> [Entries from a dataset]
════

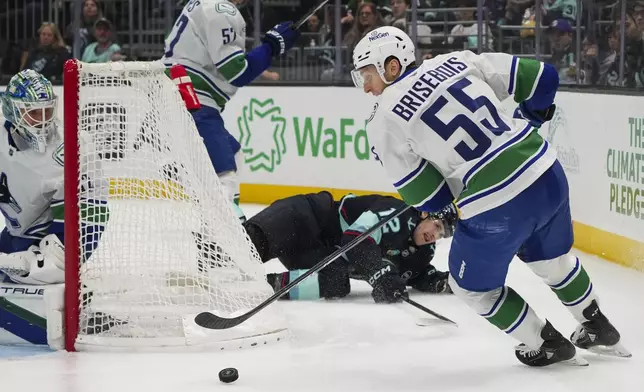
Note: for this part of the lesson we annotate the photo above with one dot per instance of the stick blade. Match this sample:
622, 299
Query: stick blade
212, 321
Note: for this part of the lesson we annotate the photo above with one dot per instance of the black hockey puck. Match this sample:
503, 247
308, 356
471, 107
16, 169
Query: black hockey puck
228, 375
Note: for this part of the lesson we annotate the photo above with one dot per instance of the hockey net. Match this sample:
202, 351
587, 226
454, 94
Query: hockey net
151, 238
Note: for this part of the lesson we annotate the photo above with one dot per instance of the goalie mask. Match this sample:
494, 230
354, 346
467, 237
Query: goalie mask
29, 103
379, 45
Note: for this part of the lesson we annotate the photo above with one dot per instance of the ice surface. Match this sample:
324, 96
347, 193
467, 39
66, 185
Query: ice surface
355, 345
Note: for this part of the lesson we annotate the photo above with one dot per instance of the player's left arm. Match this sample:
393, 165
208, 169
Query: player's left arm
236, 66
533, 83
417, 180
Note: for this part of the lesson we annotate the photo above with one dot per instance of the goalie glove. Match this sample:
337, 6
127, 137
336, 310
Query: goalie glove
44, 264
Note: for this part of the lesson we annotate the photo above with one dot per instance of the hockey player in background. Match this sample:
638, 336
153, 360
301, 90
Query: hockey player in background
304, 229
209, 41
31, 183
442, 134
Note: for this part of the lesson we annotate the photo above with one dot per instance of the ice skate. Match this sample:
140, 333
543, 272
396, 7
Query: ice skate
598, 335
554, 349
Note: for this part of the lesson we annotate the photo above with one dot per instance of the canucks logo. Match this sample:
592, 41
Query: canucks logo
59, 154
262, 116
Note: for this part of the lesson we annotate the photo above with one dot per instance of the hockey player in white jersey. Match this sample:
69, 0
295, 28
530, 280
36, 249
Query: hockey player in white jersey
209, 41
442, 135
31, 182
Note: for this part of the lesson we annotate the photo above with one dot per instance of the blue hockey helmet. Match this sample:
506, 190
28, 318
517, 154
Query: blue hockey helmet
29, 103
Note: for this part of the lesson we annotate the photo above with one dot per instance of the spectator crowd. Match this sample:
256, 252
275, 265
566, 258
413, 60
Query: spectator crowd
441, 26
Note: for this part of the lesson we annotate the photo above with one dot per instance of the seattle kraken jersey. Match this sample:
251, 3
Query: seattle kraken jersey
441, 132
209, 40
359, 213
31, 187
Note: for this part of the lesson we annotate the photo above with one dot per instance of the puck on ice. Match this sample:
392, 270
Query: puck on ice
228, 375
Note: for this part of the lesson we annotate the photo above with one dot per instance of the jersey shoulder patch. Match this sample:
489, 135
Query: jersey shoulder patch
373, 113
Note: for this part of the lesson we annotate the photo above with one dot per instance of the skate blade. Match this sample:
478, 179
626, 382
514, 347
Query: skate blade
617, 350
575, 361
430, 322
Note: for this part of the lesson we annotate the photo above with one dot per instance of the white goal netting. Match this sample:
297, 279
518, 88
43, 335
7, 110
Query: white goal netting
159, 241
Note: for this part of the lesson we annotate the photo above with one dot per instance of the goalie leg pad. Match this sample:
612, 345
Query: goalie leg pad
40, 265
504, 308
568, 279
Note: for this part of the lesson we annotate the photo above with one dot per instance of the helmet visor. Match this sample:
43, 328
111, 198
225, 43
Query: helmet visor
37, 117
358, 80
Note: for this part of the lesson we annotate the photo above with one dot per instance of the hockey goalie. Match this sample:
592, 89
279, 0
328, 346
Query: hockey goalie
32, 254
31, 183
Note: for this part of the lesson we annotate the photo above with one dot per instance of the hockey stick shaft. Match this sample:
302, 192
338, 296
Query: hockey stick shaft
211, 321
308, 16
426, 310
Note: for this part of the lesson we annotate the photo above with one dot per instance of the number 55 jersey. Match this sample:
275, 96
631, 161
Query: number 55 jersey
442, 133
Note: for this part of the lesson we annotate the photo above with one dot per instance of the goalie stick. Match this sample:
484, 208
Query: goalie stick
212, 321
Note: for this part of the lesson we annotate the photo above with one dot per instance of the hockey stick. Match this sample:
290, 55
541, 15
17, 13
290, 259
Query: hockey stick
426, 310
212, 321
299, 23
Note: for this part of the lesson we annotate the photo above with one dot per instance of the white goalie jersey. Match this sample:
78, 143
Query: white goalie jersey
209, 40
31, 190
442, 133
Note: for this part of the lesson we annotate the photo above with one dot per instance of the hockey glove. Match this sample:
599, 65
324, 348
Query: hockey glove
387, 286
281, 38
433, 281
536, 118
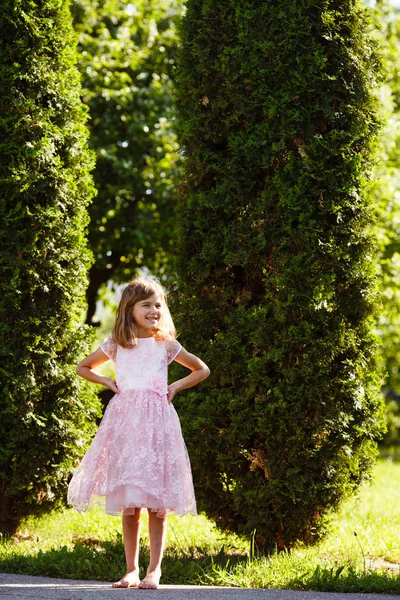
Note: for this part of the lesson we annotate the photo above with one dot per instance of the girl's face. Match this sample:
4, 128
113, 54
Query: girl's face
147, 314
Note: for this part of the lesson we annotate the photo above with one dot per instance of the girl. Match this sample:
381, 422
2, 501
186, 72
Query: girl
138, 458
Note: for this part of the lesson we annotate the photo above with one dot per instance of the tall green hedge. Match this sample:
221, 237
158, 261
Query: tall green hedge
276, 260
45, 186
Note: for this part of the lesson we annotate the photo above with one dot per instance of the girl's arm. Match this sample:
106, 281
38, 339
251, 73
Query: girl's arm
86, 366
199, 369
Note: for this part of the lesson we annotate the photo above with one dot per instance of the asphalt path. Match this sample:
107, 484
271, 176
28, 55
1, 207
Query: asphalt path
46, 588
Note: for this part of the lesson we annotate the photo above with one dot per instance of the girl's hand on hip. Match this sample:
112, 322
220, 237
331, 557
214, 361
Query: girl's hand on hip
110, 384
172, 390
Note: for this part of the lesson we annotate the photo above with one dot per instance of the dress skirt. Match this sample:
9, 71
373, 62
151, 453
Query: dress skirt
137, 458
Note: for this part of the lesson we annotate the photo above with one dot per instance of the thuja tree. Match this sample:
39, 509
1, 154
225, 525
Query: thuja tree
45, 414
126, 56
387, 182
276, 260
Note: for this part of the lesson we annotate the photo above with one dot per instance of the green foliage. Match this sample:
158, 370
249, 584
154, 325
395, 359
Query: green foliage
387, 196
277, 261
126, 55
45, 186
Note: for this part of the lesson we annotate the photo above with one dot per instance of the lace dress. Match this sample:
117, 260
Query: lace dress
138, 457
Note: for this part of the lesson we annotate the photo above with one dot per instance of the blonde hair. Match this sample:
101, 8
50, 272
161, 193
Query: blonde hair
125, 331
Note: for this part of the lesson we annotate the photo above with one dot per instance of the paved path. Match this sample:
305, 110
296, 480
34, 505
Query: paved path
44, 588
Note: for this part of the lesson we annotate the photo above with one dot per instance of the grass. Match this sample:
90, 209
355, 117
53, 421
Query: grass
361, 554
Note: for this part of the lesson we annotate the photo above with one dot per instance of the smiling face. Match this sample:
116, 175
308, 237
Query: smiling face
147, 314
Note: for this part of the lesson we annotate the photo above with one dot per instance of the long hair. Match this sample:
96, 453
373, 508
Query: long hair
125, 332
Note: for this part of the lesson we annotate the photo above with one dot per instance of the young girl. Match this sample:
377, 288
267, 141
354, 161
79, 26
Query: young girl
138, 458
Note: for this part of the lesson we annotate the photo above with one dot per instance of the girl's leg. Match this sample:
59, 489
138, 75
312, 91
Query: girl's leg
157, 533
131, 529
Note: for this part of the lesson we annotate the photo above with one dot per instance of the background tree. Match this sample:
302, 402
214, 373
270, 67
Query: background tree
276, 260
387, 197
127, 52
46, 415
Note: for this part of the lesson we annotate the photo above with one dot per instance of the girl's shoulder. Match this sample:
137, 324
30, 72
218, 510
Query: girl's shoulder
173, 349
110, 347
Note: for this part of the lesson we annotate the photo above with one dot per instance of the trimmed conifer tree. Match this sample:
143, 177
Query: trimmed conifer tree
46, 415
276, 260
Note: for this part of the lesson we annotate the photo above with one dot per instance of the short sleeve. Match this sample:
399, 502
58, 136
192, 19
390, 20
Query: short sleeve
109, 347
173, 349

════

> [Written instruction] Copy the items word for word, starting with the line that contains "of the trimmed" and going on through the end of the items.

> [Result of the exercise]
Note: for this part of the lesson we annotate the photo above with one dot per instance of the trimmed conifer tree. Match this sample:
143, 177
Query: trimmed conifer tree
46, 415
276, 260
Note: for this part of the lesson we annotate the photo above with one dot per instance of the short sleeve. Match this sample:
399, 502
58, 136
192, 19
390, 20
Query: short sleeve
109, 347
173, 349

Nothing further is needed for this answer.